PROMPT —
Below are the records; give again exactly the line with "[ ] one point per instance of the referee", the line with "[ ] one point per instance of the arm sleeve", and each line that lies between them, and nothing besides.

DATASET EXCERPTS —
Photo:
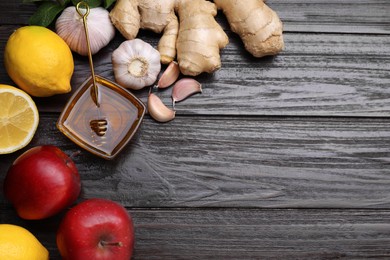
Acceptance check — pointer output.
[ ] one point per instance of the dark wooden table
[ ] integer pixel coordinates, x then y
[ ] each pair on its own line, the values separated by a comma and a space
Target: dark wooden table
284, 157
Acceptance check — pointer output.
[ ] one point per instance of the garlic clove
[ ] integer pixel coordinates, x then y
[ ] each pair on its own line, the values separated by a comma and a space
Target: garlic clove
185, 88
170, 75
136, 64
158, 110
69, 26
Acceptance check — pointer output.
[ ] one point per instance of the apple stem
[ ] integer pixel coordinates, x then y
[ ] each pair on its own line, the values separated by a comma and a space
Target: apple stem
104, 243
74, 154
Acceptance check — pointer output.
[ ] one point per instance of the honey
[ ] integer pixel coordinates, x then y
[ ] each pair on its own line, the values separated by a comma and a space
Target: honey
102, 127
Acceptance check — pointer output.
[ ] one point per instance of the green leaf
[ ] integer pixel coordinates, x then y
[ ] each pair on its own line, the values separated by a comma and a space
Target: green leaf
91, 3
46, 13
108, 3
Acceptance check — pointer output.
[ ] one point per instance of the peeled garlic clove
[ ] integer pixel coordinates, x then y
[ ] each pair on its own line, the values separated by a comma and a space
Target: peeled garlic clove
185, 88
136, 64
158, 110
69, 26
169, 76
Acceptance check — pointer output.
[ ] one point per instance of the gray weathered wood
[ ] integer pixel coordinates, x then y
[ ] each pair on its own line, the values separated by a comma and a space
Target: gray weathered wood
246, 233
249, 162
317, 74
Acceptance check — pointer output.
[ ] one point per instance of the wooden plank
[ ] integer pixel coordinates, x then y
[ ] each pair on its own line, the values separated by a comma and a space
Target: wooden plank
348, 16
244, 233
317, 74
249, 162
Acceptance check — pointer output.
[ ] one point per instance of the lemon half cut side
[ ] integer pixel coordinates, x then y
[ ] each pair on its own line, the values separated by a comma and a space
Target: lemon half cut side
17, 243
19, 119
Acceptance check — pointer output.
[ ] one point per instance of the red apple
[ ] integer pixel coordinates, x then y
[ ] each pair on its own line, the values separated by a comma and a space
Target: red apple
42, 182
96, 229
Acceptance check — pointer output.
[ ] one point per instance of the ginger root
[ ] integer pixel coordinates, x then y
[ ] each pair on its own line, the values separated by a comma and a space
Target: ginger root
128, 16
200, 37
258, 26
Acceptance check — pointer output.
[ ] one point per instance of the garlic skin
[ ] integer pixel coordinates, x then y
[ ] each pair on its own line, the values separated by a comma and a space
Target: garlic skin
158, 110
170, 75
136, 64
69, 26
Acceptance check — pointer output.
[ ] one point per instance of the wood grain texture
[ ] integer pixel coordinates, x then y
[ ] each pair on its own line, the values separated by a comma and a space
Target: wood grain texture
317, 74
249, 162
283, 157
347, 16
245, 233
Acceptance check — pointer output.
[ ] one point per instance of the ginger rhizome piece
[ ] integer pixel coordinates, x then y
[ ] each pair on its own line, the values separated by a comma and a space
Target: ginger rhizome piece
128, 16
258, 26
200, 37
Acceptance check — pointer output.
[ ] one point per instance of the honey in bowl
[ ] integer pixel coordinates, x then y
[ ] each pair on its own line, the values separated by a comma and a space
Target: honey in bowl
104, 128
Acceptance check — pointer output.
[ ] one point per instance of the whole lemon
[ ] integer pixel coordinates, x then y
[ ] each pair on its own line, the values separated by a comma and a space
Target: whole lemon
39, 61
17, 243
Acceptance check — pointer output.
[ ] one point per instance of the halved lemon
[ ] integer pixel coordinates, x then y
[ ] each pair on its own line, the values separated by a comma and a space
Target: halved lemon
18, 119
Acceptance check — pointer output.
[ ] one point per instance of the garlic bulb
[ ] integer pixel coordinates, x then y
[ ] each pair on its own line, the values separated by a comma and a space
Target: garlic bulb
136, 64
69, 26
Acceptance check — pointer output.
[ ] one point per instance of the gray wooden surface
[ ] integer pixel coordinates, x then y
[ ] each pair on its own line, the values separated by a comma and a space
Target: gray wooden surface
284, 157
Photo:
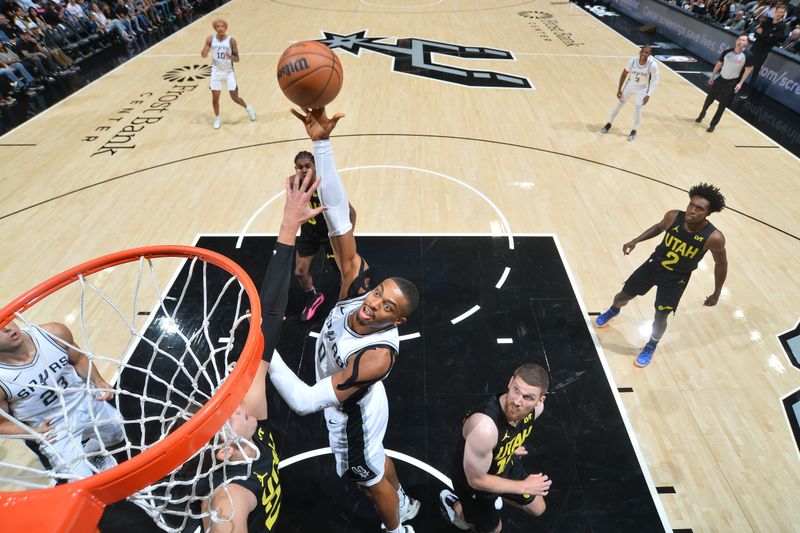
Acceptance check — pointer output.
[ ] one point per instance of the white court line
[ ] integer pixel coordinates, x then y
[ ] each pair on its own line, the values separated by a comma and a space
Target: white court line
197, 56
587, 56
503, 278
435, 2
462, 316
623, 413
500, 215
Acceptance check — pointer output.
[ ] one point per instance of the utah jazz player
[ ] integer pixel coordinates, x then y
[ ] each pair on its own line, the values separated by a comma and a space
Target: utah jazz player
487, 462
687, 237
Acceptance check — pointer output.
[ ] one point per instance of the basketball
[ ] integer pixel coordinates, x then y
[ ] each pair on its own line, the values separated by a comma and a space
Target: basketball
310, 74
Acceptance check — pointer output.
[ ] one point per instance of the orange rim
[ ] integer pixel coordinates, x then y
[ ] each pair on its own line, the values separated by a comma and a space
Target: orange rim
78, 506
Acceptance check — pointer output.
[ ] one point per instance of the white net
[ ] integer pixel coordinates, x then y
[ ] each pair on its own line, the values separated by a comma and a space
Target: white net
163, 348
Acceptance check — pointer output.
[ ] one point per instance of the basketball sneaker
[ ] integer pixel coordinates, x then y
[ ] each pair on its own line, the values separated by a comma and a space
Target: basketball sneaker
408, 509
603, 319
313, 300
447, 500
646, 355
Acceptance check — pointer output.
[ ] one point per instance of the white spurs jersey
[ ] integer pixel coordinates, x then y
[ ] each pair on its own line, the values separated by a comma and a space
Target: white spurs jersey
221, 53
337, 341
642, 76
30, 389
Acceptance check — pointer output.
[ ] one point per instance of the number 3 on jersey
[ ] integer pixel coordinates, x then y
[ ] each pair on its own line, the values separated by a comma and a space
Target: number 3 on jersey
334, 349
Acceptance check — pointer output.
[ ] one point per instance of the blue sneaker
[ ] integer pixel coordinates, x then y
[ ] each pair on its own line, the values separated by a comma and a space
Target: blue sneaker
603, 319
645, 356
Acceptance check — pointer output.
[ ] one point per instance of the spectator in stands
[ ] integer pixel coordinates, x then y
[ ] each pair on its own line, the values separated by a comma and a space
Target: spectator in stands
8, 31
22, 82
111, 25
737, 22
34, 54
74, 10
790, 44
52, 14
10, 60
769, 33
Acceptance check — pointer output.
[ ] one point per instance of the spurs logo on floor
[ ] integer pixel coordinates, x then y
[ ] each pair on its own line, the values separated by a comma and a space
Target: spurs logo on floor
188, 73
413, 56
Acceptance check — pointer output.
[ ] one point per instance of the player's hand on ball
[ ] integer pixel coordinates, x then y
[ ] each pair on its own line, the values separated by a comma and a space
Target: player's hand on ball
628, 247
318, 125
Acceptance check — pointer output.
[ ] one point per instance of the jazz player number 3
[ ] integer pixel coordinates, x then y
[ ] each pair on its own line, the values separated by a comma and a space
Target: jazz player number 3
688, 235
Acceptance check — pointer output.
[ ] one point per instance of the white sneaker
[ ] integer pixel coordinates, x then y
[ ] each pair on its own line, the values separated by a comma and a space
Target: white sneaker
447, 500
409, 510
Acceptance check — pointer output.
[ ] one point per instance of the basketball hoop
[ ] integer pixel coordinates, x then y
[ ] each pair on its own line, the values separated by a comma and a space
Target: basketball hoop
78, 505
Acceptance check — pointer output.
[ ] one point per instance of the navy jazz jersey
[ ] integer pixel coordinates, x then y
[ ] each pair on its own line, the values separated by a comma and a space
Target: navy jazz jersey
681, 250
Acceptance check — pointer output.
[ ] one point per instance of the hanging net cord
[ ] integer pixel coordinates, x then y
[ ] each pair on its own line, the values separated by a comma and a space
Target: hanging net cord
185, 346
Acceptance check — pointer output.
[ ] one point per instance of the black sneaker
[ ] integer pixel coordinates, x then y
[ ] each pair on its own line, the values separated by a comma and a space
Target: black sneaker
446, 502
313, 300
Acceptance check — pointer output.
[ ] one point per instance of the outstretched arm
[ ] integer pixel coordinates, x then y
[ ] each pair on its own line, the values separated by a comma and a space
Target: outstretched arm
333, 195
234, 51
716, 243
275, 287
652, 231
89, 372
361, 371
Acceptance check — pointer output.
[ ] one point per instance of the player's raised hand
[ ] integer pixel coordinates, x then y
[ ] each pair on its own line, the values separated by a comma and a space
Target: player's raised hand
536, 485
318, 125
628, 247
299, 189
47, 429
106, 391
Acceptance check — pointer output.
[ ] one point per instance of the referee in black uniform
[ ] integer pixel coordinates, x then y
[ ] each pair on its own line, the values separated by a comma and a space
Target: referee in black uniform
733, 67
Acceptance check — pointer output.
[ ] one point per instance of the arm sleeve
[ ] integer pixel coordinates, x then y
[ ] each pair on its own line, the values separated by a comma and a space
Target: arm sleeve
654, 78
302, 398
331, 190
274, 295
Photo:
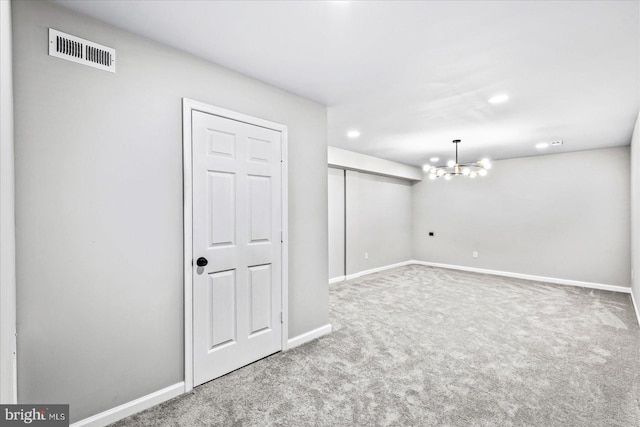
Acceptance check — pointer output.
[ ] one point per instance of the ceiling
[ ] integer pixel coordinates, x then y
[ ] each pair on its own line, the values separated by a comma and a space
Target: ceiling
412, 76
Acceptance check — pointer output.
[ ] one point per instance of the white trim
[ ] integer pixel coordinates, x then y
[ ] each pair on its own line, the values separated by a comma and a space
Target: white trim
187, 198
378, 269
126, 409
635, 307
8, 365
309, 336
602, 286
285, 237
189, 105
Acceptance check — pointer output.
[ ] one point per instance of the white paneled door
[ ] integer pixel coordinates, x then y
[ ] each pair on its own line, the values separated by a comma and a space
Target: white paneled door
237, 265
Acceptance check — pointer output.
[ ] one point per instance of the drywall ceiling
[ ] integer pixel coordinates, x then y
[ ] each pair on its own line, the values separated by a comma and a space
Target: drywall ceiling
412, 76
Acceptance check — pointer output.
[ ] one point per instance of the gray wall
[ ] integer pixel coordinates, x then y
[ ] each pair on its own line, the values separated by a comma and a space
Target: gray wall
378, 221
336, 223
99, 209
635, 210
563, 216
7, 222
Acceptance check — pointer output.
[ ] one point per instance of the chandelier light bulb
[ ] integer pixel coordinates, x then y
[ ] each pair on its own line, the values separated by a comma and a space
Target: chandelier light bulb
457, 168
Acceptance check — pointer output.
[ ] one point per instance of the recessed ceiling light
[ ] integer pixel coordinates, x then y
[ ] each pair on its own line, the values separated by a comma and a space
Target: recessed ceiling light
498, 99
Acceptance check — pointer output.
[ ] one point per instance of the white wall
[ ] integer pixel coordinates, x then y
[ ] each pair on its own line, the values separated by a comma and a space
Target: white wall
562, 216
635, 211
99, 209
336, 223
351, 160
7, 221
378, 221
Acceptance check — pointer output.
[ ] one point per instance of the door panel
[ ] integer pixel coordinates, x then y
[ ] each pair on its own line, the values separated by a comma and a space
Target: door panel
236, 227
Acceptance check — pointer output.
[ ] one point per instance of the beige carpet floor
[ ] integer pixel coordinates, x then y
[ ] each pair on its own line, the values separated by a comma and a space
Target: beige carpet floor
422, 346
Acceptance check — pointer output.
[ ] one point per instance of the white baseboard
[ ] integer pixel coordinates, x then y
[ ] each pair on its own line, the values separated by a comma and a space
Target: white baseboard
308, 336
635, 307
130, 408
378, 269
602, 286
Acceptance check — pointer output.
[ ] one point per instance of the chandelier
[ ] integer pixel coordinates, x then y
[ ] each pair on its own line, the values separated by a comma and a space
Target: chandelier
456, 169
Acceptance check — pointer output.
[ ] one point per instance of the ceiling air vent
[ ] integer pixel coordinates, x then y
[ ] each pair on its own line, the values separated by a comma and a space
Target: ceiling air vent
82, 51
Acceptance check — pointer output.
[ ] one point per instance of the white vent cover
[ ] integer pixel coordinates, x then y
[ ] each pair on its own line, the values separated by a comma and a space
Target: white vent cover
82, 51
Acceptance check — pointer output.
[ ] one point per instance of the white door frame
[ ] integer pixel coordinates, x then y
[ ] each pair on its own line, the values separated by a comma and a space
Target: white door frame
8, 310
188, 106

EXERCISE OUTPUT —
[ ] one point per instance of the referee in black uniform
[ ] integer pixel coordinates, x then y
[ ] each pair on its own line, the values separated by a comma and a space
Target: referee in black uniform
733, 67
Acceptance check — pointer output.
[ ] one point per instance of the arm sleeve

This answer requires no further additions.